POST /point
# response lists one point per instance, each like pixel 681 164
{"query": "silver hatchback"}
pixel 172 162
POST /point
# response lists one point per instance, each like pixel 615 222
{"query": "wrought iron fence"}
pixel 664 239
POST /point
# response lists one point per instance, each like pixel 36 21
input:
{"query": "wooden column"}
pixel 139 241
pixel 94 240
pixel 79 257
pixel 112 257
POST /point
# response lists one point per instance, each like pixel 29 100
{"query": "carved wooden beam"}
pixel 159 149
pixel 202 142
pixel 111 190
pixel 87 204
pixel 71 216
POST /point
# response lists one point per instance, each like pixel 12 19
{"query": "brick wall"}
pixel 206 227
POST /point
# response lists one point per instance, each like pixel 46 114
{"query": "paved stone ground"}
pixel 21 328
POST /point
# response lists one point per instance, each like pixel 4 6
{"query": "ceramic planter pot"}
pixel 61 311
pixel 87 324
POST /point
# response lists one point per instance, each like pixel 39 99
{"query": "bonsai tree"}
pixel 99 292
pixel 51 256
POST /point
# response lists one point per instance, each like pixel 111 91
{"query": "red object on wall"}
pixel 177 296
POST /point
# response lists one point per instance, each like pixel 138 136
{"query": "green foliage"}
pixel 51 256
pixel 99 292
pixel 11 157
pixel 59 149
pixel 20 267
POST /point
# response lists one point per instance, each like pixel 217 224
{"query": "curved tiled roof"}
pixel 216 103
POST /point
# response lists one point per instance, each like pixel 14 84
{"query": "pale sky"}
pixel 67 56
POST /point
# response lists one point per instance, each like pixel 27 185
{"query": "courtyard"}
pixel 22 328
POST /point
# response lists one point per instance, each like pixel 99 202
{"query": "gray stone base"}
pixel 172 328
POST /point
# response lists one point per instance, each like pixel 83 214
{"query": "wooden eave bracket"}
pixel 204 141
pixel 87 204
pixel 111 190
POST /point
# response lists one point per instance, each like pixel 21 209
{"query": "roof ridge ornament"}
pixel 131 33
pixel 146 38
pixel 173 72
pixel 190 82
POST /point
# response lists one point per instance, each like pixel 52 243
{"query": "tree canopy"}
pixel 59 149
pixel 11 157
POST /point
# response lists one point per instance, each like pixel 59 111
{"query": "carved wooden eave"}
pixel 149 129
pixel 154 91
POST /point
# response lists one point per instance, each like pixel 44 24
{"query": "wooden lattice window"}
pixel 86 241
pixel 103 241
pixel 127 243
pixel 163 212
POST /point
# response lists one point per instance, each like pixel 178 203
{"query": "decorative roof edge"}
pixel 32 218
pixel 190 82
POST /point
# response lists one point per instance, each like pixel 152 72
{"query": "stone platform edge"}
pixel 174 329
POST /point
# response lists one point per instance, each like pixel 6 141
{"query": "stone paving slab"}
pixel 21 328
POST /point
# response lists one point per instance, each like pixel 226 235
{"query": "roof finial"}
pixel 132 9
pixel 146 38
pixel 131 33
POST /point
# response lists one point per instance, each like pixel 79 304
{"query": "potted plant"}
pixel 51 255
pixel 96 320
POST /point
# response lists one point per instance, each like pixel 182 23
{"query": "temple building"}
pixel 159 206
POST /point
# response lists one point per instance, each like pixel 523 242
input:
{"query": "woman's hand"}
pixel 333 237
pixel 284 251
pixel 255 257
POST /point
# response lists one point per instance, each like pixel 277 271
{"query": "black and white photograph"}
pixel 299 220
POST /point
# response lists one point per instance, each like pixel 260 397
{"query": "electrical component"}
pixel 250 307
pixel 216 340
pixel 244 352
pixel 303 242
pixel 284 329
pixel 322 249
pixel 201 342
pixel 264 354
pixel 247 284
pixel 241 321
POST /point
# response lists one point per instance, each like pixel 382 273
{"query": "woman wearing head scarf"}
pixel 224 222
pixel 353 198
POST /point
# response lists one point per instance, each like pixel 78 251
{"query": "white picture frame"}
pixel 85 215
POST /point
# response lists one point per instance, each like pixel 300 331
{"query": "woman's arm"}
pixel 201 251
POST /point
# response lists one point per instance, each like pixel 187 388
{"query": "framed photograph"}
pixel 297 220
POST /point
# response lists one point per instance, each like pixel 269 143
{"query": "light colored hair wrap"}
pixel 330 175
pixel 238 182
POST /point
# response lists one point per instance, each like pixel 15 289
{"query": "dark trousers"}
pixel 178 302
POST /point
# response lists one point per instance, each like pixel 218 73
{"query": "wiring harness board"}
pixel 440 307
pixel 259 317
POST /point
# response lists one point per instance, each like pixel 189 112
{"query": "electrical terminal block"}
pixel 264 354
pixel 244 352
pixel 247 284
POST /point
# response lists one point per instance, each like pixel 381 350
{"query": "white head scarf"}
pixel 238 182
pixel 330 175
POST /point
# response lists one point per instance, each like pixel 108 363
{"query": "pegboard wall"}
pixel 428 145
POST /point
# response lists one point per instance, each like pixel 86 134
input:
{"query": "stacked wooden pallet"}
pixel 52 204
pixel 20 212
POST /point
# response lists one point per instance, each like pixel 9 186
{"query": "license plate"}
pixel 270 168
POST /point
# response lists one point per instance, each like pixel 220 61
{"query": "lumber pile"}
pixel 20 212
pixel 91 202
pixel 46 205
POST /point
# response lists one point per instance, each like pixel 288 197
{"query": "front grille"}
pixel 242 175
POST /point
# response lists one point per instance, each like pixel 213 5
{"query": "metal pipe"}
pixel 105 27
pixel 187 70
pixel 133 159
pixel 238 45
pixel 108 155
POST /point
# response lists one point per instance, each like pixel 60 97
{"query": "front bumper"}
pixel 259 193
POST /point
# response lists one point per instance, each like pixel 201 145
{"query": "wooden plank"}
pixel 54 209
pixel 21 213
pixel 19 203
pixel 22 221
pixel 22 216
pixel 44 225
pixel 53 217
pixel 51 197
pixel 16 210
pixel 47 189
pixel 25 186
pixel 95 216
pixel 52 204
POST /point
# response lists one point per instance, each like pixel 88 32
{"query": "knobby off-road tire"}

--

(Goal of the exercise):
Repeat all the entries exactly as given.

(Complete response):
POST /point
# response lists one point per instance, each like pixel 681 164
{"query": "silver hatchback"}
pixel 172 162
POST /point
# response lists one point per instance, each like pixel 615 222
{"query": "wrought iron fence"}
pixel 664 239
POST /point
# response lists one point per instance, each like pixel 36 21
input:
{"query": "wooden column"}
pixel 139 241
pixel 94 240
pixel 79 257
pixel 112 257
POST /point
# response lists one point per instance, each like pixel 29 100
{"query": "carved wooden beam"}
pixel 159 149
pixel 202 142
pixel 111 190
pixel 87 204
pixel 71 216
POST /point
# response lists one point per instance, each like pixel 12 19
{"query": "brick wall"}
pixel 206 227
POST /point
# response lists one point per instance, each like pixel 46 114
{"query": "paved stone ground"}
pixel 21 328
POST /point
# response lists one point per instance, each like pixel 4 6
{"query": "ceramic planter pot"}
pixel 61 311
pixel 87 324
POST /point
# response lists one point per instance, each like pixel 39 99
{"query": "bonsai tree"}
pixel 99 292
pixel 51 256
POST /point
# response lists one point per instance, each like pixel 111 91
{"query": "red object on wall"}
pixel 177 296
POST /point
# response lists one point per instance, each like pixel 138 136
{"query": "green foliage"}
pixel 51 256
pixel 99 292
pixel 11 157
pixel 59 149
pixel 20 267
POST /point
# response lists one point per instance, each like pixel 217 224
{"query": "curved tiled roof"}
pixel 216 103
POST /point
# response lists one point per instance, each like pixel 14 84
{"query": "pale sky"}
pixel 67 56
POST /point
# response lists one point per instance, each like pixel 27 185
{"query": "courtyard"}
pixel 22 328
POST /point
# response lists one point per instance, each like pixel 99 202
{"query": "gray stone base"}
pixel 172 328
POST /point
# response lists one point per instance, each like pixel 83 214
{"query": "wooden eave bracket"}
pixel 204 141
pixel 87 204
pixel 111 190
POST /point
# response lists one point per instance, each like pixel 21 209
{"query": "roof ridge ornament"}
pixel 131 33
pixel 146 38
pixel 173 72
pixel 190 82
POST /point
# response lists one point per instance, each like pixel 52 243
{"query": "tree canopy"}
pixel 59 149
pixel 11 157
POST /point
# response lists one point per instance, each like pixel 59 111
{"query": "carved wooden eave"}
pixel 149 129
pixel 154 91
POST /point
# response lists one point per instance, each like pixel 44 24
{"query": "wooden lattice window"}
pixel 86 241
pixel 103 241
pixel 127 243
pixel 163 212
POST /point
# response lists one point per instance, each like pixel 178 203
{"query": "decorative roof edge"}
pixel 32 218
pixel 190 82
POST /point
# response lists one point per instance, each like pixel 152 72
{"query": "stone platform edge"}
pixel 174 329
POST /point
# response lists one point per instance, each like pixel 6 141
{"query": "stone paving slab"}
pixel 21 328
POST /point
# response lists one point per instance, each like pixel 226 235
{"query": "roof finial"}
pixel 132 9
pixel 146 38
pixel 131 33
POST /point
# response lists one point per instance, each like pixel 79 304
{"query": "potted plant"}
pixel 51 255
pixel 96 320
POST /point
# response lists one point per instance, each like pixel 182 23
{"query": "temple building"}
pixel 159 206
POST /point
# response lists one point per instance, each like pixel 523 242
input:
{"query": "woman's hand"}
pixel 333 237
pixel 284 251
pixel 255 257
POST /point
# response lists one point per instance, each like pixel 277 271
{"query": "black and white photograph"}
pixel 299 220
POST /point
# response lists one point per instance, each like pixel 260 397
{"query": "electrical component"}
pixel 250 307
pixel 216 340
pixel 244 352
pixel 303 242
pixel 284 329
pixel 322 249
pixel 201 342
pixel 264 354
pixel 247 284
pixel 241 321
POST /point
# response lists one point per instance, each like pixel 382 273
{"query": "woman wearing head scarf"}
pixel 224 222
pixel 353 198
POST /point
# response lists one point per instance, each like pixel 78 251
{"query": "white picture frame"}
pixel 85 215
POST /point
# response lists one point per instance, each like pixel 300 331
{"query": "woman's arm"}
pixel 201 251
POST /point
# response lists one point per instance, each like pixel 187 388
{"query": "framed photograph"}
pixel 297 220
POST /point
# response lists one point per instance, each like pixel 269 143
{"query": "light colored hair wrap"}
pixel 330 175
pixel 238 182
POST /point
# response lists one point per instance, each like pixel 15 289
{"query": "dark trousers"}
pixel 178 302
POST /point
# response lists one point per instance, each like pixel 218 73
{"query": "wiring harness board"}
pixel 440 307
pixel 259 317
POST /point
# response lists one point per instance, each like pixel 189 112
{"query": "electrical terminal block"}
pixel 264 354
pixel 244 352
pixel 247 284
POST /point
# response lists one point per instance, each like pixel 381 350
{"query": "white head scarf"}
pixel 238 182
pixel 330 175
POST /point
# response lists one point per instance, each like pixel 108 363
{"query": "pegboard wall"}
pixel 428 145
POST /point
# response lists one point per instance, each like pixel 86 134
input:
{"query": "stacked wooden pallet"}
pixel 52 204
pixel 20 212
POST /point
# response lists one point per instance, each like pixel 9 186
{"query": "license plate"}
pixel 270 168
POST /point
# response lists one point per instance, each like pixel 220 61
{"query": "lumber pile"}
pixel 20 212
pixel 91 202
pixel 46 205
POST /point
# response lists one point per instance, each like pixel 288 197
{"query": "front grille"}
pixel 242 175
POST /point
# response lists one point per instance, each like pixel 213 5
{"query": "metal pipe"}
pixel 105 27
pixel 187 70
pixel 133 159
pixel 238 45
pixel 108 155
POST /point
# response lists one point per instance, each like pixel 60 97
{"query": "front bumper"}
pixel 259 193
POST /point
# response lists one point per instance, each like pixel 201 145
{"query": "wooden plank"}
pixel 54 209
pixel 21 213
pixel 19 203
pixel 22 221
pixel 22 216
pixel 44 225
pixel 53 217
pixel 51 197
pixel 16 210
pixel 47 189
pixel 25 186
pixel 95 216
pixel 52 204
POST /point
# response lists one point per instance, each like pixel 88 32
{"query": "knobby off-road tire"}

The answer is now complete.